§ Exercise description: Below are the records; collect from them each line containing the string "bush".

§ Records supplied:

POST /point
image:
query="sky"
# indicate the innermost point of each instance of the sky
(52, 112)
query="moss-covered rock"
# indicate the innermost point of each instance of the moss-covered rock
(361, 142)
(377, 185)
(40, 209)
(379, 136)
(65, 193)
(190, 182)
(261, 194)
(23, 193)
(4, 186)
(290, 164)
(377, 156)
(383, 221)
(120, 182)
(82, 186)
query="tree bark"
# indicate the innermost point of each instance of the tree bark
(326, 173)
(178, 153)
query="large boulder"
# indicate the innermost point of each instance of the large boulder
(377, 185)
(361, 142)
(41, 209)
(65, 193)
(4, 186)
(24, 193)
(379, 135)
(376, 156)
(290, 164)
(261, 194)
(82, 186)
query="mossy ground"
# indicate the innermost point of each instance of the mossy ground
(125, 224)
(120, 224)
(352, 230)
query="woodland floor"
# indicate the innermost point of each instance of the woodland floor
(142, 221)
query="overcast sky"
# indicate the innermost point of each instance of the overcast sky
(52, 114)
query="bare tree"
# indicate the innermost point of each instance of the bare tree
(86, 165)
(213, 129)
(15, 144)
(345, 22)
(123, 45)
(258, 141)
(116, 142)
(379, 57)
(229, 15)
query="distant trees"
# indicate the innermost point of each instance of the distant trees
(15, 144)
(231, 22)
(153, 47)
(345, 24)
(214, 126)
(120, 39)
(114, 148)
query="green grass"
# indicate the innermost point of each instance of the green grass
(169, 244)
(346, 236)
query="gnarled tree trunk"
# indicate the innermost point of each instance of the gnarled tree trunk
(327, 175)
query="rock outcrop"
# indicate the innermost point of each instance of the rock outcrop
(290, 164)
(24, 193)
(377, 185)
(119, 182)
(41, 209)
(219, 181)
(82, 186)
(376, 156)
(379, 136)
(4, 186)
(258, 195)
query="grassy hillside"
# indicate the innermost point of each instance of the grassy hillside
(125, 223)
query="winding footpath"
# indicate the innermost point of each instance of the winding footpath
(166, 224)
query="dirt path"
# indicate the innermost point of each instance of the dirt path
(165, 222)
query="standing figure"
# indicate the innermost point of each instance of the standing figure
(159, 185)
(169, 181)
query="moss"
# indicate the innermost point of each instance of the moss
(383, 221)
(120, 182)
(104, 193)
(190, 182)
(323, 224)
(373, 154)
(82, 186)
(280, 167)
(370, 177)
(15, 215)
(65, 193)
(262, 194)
* * *
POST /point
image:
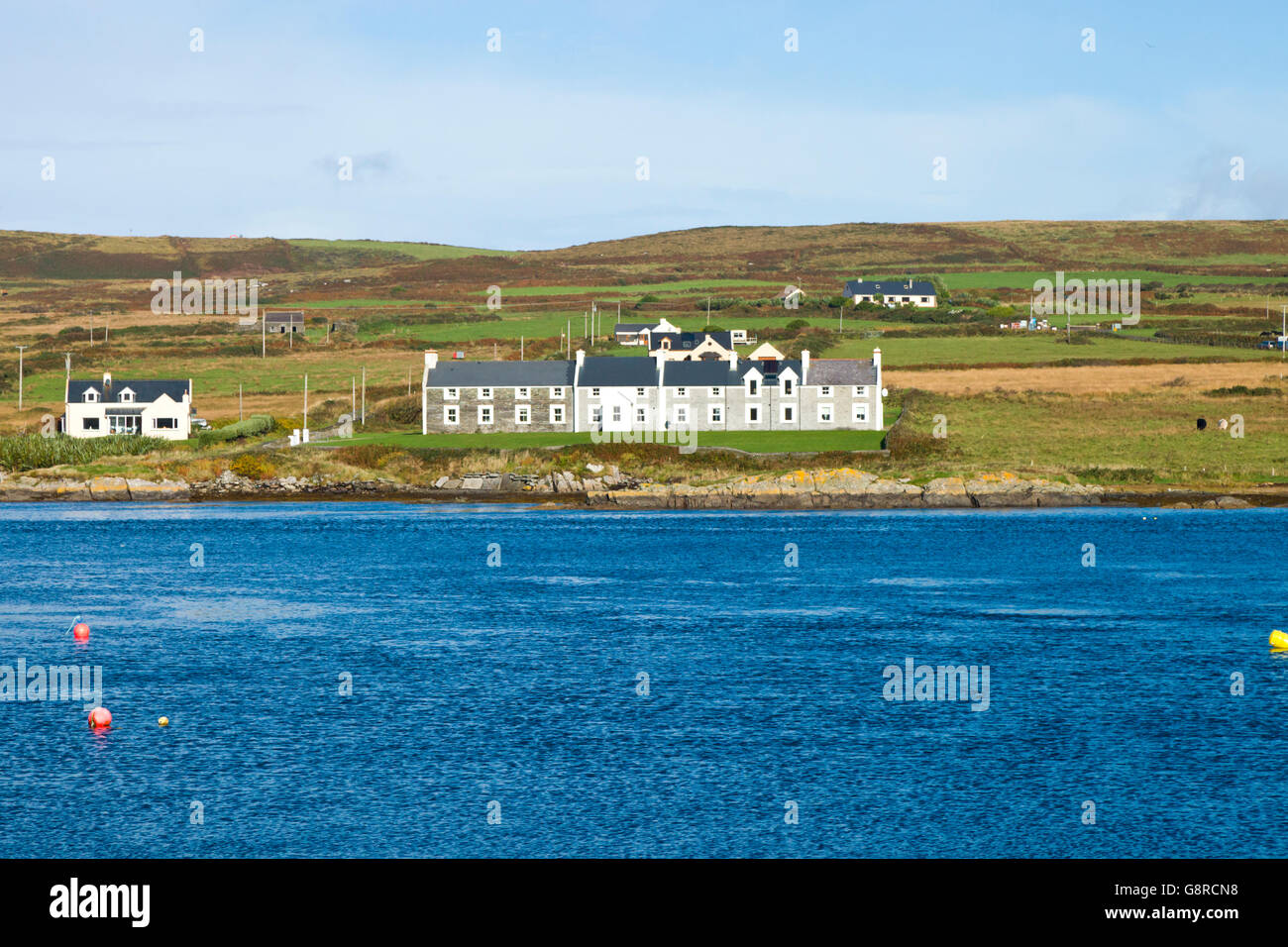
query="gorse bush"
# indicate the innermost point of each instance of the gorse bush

§ Task response:
query="gorse bush"
# indicate the innermost point of each instance of the gorse bush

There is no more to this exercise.